== Requirements ==
Present the records below as a Markdown table with the columns "No." and "Line", numbering each line and skipping blank lines. Leave the pictures out of the table.

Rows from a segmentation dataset
►

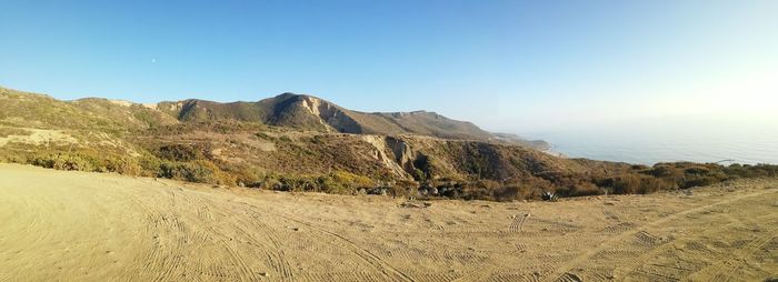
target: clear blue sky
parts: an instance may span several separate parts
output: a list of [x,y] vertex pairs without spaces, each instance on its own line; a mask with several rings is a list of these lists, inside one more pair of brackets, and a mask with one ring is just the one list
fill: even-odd
[[0,85],[137,102],[291,91],[503,131],[772,119],[777,14],[772,0],[3,0]]

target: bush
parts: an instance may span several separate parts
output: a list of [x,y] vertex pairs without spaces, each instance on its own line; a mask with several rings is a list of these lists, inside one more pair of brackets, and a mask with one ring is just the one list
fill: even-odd
[[236,178],[225,173],[210,161],[162,162],[159,177],[208,184],[235,185]]

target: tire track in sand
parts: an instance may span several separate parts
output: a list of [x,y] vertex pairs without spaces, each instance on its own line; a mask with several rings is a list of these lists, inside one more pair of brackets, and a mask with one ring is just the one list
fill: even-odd
[[657,226],[657,225],[659,225],[659,224],[662,224],[662,223],[666,223],[666,222],[668,222],[668,221],[675,220],[675,219],[677,219],[677,218],[679,218],[679,216],[682,216],[682,215],[686,215],[686,214],[689,214],[689,213],[695,213],[695,212],[705,211],[705,210],[707,210],[707,209],[710,209],[710,208],[714,208],[714,207],[717,207],[717,205],[728,204],[728,203],[731,203],[731,202],[737,202],[737,201],[746,200],[746,199],[749,199],[749,198],[752,198],[752,197],[758,197],[758,195],[764,195],[764,194],[769,194],[769,193],[775,193],[775,192],[776,192],[776,191],[774,191],[774,190],[768,190],[768,191],[760,191],[760,192],[756,192],[756,193],[744,194],[744,195],[735,197],[735,198],[727,199],[727,200],[724,200],[724,201],[715,202],[715,203],[711,203],[711,204],[705,204],[705,205],[697,207],[697,208],[692,208],[692,209],[689,209],[689,210],[686,210],[686,211],[677,212],[677,213],[674,213],[674,214],[671,214],[671,215],[661,218],[661,219],[659,219],[659,220],[656,220],[656,221],[646,223],[646,224],[641,225],[640,228],[636,228],[636,229],[626,231],[626,232],[620,233],[620,234],[618,234],[618,235],[616,235],[616,236],[611,236],[611,238],[605,240],[599,246],[589,249],[588,251],[584,252],[581,255],[578,255],[576,259],[573,259],[573,260],[571,260],[571,261],[569,261],[569,262],[567,262],[567,263],[565,263],[565,264],[561,265],[560,268],[557,268],[557,270],[556,270],[553,273],[551,273],[550,275],[546,276],[546,279],[542,280],[542,281],[551,282],[551,281],[558,281],[558,280],[560,280],[560,279],[563,279],[563,275],[566,275],[567,273],[569,273],[569,271],[571,271],[572,269],[575,269],[576,265],[579,265],[579,264],[586,262],[586,261],[589,260],[592,255],[595,255],[596,253],[598,253],[598,252],[600,252],[600,251],[602,251],[602,250],[612,248],[614,244],[619,243],[619,242],[621,242],[621,241],[625,240],[625,239],[628,239],[628,238],[631,238],[631,236],[637,235],[639,232],[644,231],[644,229],[646,229],[646,228]]

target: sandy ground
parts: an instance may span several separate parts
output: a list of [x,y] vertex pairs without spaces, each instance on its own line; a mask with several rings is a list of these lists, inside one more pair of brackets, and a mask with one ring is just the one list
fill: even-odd
[[778,181],[497,203],[0,164],[0,281],[762,281]]

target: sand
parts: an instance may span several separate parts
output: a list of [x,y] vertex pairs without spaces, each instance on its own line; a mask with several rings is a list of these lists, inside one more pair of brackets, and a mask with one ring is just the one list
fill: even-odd
[[0,164],[0,281],[762,281],[778,181],[559,202],[226,190]]

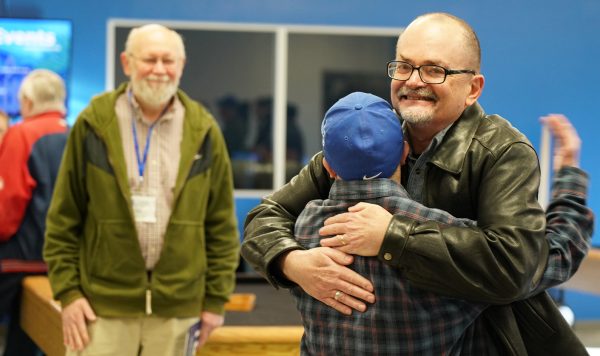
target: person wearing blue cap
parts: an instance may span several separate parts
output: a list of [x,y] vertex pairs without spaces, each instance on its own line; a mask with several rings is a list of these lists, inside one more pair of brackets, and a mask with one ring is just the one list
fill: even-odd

◄

== Answer to the task ==
| No. | Line |
|---|---|
| 1 | target: clear blue sky |
| 2 | parts: an instance may span several separate parts |
| 3 | output: a list of [x,y] vertex pairs without spaces, each instance on its own line; a mask with several rings is a list of these lists, inside one more pair of brackets, and a mask with one ring is just the one list |
| 4 | fill: even-odd |
| 5 | [[0,85],[137,102],[291,91],[503,131],[772,119],[777,14],[772,0],[3,0]] |
| 6 | target: bush |
| 7 | parts: an instance may span several separate parts |
| 8 | output: a list of [x,y] vertex pairs without spaces, each instance on its own line; a mask with several rings is a list of these lists, inside one more pair of brackets, and a mask with one ring is just the one list |
| 9 | fill: even-odd |
| 10 | [[236,178],[225,173],[210,161],[162,162],[159,177],[208,184],[235,185]] |
| 11 | target: tire track in sand |
| 12 | parts: an instance may span several separate parts |
| 13 | output: a list of [x,y] vertex pairs without spaces, each instance on its own line; a mask with several rings is a list of these lists, inside one more pair of brackets, and a mask with one ring is just the one list |
| 14 | fill: even-odd |
| 15 | [[657,226],[657,225],[659,225],[659,224],[662,224],[662,223],[666,223],[666,222],[668,222],[668,221],[675,220],[675,219],[677,219],[677,218],[679,218],[679,216],[682,216],[682,215],[686,215],[686,214],[689,214],[689,213],[695,213],[695,212],[705,211],[705,210],[707,210],[707,209],[710,209],[710,208],[714,208],[714,207],[717,207],[717,205],[728,204],[728,203],[731,203],[731,202],[737,202],[737,201],[746,200],[746,199],[749,199],[749,198],[752,198],[752,197],[758,197],[758,195],[764,195],[764,194],[769,194],[769,193],[775,193],[775,192],[776,192],[776,191],[774,191],[774,190],[768,190],[768,191],[760,191],[760,192],[756,192],[756,193],[744,194],[744,195],[735,197],[735,198],[727,199],[727,200],[724,200],[724,201],[715,202],[715,203],[711,203],[711,204],[705,204],[705,205],[697,207],[697,208],[692,208],[692,209],[689,209],[689,210],[686,210],[686,211],[677,212],[677,213],[674,213],[674,214],[671,214],[671,215],[661,218],[661,219],[659,219],[659,220],[656,220],[656,221],[646,223],[646,224],[641,225],[640,228],[636,228],[636,229],[626,231],[626,232],[620,233],[620,234],[618,234],[618,235],[616,235],[616,236],[611,236],[611,238],[605,240],[599,246],[589,249],[588,251],[584,252],[581,255],[578,255],[576,259],[573,259],[573,260],[571,260],[571,261],[569,261],[569,262],[567,262],[567,263],[565,263],[565,264],[561,265],[560,268],[557,268],[557,270],[556,270],[553,273],[551,273],[550,275],[546,276],[546,279],[542,280],[542,281],[551,282],[551,281],[558,281],[558,280],[560,280],[560,279],[563,279],[563,275],[566,275],[567,273],[569,273],[569,271],[571,271],[572,269],[575,269],[576,265],[579,265],[579,264],[586,262],[586,261],[589,260],[592,255],[595,255],[596,253],[598,253],[598,252],[600,252],[600,251],[602,251],[602,250],[612,248],[614,244],[619,243],[619,242],[621,242],[621,241],[625,240],[625,239],[628,239],[628,238],[631,238],[631,236],[637,235],[639,232],[644,231],[644,229],[646,229],[646,228]] |
| 16 | target: sandy ground |
| 17 | parts: an instance may span several separate parts |
| 18 | output: a list of [x,y] vertex pairs without spaces, each instance on its own line; a mask with several rings is a list of these lists, inside one more pair of brackets, and a mask with one ring is just the one list |
| 19 | fill: even-odd |
| 20 | [[778,181],[497,203],[0,164],[0,281],[762,281]] |
| 21 | target: sand |
| 22 | parts: an instance may span several separate parts |
| 23 | output: a list of [x,y] vertex pairs without spaces, each instance on its own line; a mask with several rings is a list of these lists, inside one more pair of brackets, and a mask with one ring is just the one list |
| 24 | fill: even-odd |
| 25 | [[0,164],[0,281],[762,281],[778,181],[559,202],[226,190]] |
| 26 | target: person wearing blue cap |
| 27 | parts: an instance may span several separate parts |
| 28 | output: a list of [x,y] vertex pairs without spaces, each instance on its own line; a mask with several rings is a list of these lists, inside one more pair of brackets, and a mask with one ring is just the one list |
| 29 | fill: even-odd |